What needs to be done: Report how many lines in the records below contain the string "canoe", matching case exactly. Give only the number.

Given records:
## start

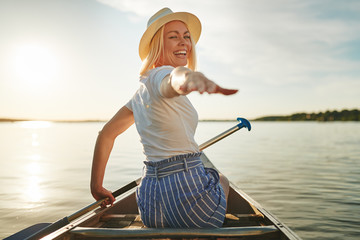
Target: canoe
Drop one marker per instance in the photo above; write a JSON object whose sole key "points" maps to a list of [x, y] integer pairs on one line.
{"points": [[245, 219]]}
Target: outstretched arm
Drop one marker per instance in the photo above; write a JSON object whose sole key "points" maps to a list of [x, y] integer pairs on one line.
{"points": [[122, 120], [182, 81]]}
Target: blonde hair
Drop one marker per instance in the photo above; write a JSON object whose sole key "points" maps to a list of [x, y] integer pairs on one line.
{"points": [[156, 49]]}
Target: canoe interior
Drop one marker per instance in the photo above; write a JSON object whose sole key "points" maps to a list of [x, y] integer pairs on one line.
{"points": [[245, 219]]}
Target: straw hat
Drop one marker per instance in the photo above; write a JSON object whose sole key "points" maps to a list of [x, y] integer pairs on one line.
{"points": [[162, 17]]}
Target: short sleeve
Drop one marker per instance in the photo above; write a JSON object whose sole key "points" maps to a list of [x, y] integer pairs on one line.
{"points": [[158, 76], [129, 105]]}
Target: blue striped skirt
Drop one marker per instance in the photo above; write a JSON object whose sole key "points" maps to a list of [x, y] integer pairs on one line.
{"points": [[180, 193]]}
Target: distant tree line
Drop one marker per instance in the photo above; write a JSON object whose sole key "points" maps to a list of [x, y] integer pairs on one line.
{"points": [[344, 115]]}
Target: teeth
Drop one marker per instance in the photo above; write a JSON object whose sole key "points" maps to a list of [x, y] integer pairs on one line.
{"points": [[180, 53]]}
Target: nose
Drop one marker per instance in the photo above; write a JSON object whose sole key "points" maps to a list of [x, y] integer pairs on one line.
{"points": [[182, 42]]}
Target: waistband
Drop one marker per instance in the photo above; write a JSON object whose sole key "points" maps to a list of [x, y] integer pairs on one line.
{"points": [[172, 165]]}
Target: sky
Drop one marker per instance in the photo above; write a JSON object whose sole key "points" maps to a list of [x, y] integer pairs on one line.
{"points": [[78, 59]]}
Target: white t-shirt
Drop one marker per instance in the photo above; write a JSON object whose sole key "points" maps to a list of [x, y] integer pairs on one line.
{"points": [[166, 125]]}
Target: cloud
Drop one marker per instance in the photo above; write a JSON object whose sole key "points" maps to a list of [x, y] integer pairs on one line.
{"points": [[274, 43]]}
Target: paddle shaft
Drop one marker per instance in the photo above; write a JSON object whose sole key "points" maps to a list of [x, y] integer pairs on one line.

## end
## start

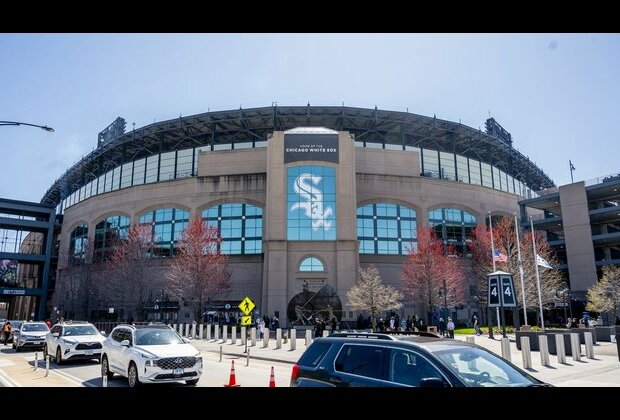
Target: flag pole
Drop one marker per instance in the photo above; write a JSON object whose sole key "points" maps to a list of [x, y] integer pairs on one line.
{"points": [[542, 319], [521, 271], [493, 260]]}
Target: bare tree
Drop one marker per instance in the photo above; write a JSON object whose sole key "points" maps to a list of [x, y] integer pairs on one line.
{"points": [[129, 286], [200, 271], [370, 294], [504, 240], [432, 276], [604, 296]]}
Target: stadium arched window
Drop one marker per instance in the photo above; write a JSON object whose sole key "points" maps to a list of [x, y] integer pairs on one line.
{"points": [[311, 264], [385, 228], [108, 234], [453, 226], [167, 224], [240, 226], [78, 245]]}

## end
## start

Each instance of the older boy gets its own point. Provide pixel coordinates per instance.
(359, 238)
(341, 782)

## end

Solution to this exercise: 2